Records provided Block Start
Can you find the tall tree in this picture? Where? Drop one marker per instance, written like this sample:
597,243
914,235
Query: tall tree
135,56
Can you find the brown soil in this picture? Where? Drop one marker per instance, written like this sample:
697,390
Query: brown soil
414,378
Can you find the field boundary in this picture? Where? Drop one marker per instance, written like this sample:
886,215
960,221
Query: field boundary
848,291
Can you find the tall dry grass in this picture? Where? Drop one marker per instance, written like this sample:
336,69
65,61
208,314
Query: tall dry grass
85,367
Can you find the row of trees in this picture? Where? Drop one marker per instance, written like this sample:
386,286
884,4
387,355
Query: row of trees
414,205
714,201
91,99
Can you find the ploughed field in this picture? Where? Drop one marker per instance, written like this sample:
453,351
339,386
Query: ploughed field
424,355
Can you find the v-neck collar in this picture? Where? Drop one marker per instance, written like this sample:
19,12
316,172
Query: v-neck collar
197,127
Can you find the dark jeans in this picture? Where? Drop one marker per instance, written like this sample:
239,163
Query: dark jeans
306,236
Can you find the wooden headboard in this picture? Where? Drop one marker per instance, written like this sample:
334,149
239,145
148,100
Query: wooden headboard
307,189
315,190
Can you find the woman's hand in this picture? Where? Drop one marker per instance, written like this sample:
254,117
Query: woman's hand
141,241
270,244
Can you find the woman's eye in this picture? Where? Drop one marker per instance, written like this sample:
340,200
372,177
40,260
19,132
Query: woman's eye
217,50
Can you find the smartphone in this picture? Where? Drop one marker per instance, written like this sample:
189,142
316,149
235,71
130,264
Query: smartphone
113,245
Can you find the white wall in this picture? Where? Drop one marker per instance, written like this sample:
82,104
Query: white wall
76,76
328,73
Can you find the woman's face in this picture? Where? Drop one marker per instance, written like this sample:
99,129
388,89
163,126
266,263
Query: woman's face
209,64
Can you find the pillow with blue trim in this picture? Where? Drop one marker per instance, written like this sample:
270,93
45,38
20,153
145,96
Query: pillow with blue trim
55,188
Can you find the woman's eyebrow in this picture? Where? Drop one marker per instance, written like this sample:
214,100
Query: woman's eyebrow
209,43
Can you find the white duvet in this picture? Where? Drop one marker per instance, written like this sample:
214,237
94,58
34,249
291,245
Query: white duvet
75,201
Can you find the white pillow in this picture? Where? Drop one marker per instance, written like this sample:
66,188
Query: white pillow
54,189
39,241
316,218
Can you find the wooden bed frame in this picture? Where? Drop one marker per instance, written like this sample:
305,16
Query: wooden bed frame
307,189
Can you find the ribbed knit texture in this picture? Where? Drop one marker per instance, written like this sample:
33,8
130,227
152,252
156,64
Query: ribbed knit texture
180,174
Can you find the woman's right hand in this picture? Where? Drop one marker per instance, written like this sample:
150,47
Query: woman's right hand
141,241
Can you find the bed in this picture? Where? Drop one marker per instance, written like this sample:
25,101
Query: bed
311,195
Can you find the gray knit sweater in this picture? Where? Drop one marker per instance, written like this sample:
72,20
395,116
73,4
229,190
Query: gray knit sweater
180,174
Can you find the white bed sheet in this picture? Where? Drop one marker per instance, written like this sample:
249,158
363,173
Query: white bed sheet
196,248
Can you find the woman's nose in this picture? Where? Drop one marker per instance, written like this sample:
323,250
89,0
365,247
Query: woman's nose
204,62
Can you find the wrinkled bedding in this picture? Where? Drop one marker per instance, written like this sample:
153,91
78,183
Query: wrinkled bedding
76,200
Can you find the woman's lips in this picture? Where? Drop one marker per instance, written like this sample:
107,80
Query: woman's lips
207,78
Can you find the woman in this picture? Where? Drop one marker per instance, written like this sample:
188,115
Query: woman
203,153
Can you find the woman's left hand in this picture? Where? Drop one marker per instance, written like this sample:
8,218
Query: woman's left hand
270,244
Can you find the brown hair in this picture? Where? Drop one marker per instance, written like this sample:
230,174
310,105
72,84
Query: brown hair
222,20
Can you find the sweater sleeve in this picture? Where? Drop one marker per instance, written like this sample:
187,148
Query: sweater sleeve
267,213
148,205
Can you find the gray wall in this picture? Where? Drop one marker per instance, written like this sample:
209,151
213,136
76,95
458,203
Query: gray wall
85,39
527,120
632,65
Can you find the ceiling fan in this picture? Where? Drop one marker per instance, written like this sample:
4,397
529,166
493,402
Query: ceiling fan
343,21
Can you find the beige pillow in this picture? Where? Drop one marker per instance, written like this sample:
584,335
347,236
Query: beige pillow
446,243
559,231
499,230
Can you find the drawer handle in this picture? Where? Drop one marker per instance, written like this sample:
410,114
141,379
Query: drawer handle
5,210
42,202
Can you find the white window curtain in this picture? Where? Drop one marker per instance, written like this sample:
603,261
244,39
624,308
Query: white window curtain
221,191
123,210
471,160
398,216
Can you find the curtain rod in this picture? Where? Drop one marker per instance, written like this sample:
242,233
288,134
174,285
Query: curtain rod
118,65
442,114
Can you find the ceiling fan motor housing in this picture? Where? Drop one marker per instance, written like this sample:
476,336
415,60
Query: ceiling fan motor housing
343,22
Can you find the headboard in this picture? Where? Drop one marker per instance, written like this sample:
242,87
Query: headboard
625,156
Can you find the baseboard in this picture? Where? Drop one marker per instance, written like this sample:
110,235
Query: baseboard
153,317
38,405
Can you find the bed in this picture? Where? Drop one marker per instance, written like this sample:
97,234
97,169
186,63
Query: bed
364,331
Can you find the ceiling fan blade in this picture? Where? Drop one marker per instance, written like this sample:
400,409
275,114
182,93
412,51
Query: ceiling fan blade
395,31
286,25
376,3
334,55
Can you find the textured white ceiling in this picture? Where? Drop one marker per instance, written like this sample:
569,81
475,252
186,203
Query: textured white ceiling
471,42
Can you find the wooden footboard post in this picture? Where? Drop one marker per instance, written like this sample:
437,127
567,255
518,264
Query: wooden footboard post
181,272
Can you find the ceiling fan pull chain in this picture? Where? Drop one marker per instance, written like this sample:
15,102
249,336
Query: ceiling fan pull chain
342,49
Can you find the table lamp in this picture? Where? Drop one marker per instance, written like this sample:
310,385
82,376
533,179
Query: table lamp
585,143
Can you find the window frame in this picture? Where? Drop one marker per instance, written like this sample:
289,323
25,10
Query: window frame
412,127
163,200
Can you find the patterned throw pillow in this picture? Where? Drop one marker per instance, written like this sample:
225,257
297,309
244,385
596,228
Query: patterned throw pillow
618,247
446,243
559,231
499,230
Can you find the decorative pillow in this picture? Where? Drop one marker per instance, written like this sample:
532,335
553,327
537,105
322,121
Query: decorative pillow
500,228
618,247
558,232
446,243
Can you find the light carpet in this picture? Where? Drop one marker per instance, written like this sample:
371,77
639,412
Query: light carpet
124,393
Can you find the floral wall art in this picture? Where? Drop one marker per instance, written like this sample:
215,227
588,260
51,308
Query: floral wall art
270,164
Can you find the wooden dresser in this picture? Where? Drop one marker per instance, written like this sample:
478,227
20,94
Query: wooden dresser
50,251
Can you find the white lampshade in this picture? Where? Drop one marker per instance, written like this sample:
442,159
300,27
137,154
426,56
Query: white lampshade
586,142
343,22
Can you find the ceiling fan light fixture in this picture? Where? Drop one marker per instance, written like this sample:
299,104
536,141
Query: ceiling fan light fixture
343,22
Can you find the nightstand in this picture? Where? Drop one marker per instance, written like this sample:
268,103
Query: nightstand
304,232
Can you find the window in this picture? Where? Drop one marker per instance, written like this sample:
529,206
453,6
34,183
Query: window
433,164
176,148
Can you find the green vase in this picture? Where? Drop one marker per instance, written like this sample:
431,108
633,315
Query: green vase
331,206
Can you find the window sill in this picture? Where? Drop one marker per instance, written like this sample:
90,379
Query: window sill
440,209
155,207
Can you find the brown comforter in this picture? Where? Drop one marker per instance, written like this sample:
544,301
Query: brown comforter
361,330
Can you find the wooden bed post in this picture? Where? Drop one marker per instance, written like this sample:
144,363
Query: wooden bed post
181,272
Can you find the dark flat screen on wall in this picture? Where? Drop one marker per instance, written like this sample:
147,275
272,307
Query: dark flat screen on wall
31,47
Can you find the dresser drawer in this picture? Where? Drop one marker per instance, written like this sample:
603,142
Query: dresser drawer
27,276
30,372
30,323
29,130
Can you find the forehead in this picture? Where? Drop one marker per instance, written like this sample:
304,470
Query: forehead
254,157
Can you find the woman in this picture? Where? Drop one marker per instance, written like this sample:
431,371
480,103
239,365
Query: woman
Records provided Block End
What are the lines, exactly as written above, from the line with "Can you find the ribbed" to the line with "Can you find the woman's nose", both included? Output only those.

### Problem solution
Can you find the ribbed knit texture in this picture? Where? Drop one marker per instance, written like this sample:
33,8
130,227
152,252
156,64
Query: ribbed knit texture
180,174
Can you find the woman's right hand in this picture? Where? Drop one marker per instance, written like this sample:
150,47
Query: woman's right hand
141,241
Can you find the bed in this picture? Where? Drop one marker per instance, written like this sample:
25,101
Query: bed
311,195
Can you find the gray knit sweater in this picture? Where? Drop one marker per instance, written like this sample:
72,20
395,116
73,4
229,190
Query: gray knit sweater
180,174
Can you find the white bed sheet in this picture? Where? Drop one marker per instance, written like this sample:
249,158
363,173
Query: white bed sheet
196,248
Can you find the woman's nose in this picture? Where? Drop one marker per instance, written like this sample:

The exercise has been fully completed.